• WHAT YOU NEED TO DO: Keep the pictures out of the copy and repeat the records exactly.

• LISTING:
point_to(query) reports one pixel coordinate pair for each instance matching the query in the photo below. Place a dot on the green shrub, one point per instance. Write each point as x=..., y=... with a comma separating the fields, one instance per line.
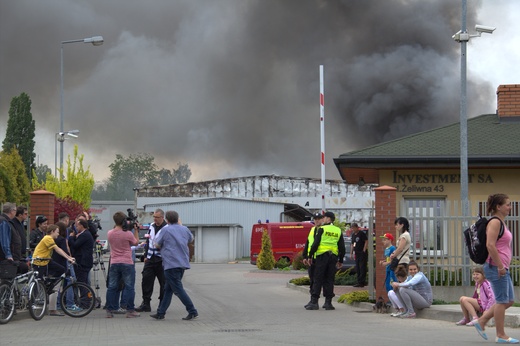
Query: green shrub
x=282, y=263
x=345, y=278
x=356, y=296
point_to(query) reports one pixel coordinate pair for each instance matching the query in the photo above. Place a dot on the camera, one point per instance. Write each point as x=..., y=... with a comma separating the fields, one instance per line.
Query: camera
x=130, y=221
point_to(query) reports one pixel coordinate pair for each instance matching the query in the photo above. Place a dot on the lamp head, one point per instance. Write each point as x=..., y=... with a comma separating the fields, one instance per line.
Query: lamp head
x=95, y=40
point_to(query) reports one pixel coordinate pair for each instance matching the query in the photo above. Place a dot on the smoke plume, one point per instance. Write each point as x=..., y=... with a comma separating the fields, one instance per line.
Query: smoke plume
x=231, y=87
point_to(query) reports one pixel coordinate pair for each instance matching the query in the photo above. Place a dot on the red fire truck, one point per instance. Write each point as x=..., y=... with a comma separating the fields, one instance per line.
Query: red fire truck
x=287, y=238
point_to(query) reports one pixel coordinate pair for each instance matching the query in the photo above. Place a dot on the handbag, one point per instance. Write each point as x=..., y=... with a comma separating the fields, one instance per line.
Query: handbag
x=395, y=261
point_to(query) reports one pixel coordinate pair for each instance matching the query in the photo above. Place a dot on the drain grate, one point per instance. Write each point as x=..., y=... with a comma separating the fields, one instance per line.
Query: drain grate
x=237, y=330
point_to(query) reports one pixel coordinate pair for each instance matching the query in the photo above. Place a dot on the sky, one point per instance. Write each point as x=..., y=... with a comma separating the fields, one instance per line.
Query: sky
x=231, y=87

• CORRECT RESULT:
point_to(query) reports one pixel coordinate pair for each instance matching the query in the photo below. Place a dot on the green shrub, one point per instance. Write each point as x=..., y=... with a comma separating the fields, one instance per line.
Query: green shrub
x=282, y=263
x=345, y=278
x=356, y=296
point_to(query) reports one pixel coordinate pair for each instance matching the query in the photo above. Place a dot on the camera, one point per instance. Write each point as x=..., y=... with a comma separating the fields, one instance per line.
Query: camera
x=130, y=221
point_to(query) reports one pixel coordinate pair for each instance matching the query in the photo above. Place a dot on the lamp head, one point per instance. Write each point as x=..., y=... with a comma separating the fields, one instance per line.
Query: lamp head
x=95, y=40
point_to(query) reports one pixel coordinate pair for each instance matching the query in the photo above. Place a dot on the smoke plume, one point per instance. Write each point as x=..., y=... with a comma separating the fields, one instance per line.
Query: smoke plume
x=231, y=87
point_to(query) reports one pixel coordinate pair for each instance matching the query in the photo above. Place a dot on the red fire truck, one point per instance. Write each point as x=..., y=... with a comma separating the fields, one instance per line.
Query: red fire truck
x=287, y=238
point_to(query) reports one pixel coordinate pair for each instance matching the query in the photo above. Place a dot on the handbag, one point per instance. Write each point as x=..., y=... with a comma separating the fields, one instance per line.
Query: handbag
x=395, y=261
point_to(query) reports one pixel coordinate pair for each instance matching the query in the photo above. Place a dot on the drain grate, one point per instance. Write each point as x=..., y=... with a comma separating the fields, one instance per line.
Query: drain grate
x=237, y=330
point_to(query) reports one pixel coordinate pair for each instance matching the query in the photo above. Place a dot on the sky, one point per instance. Write each point as x=..., y=... with a comma separating the fields, one instance per line.
Query: sky
x=231, y=87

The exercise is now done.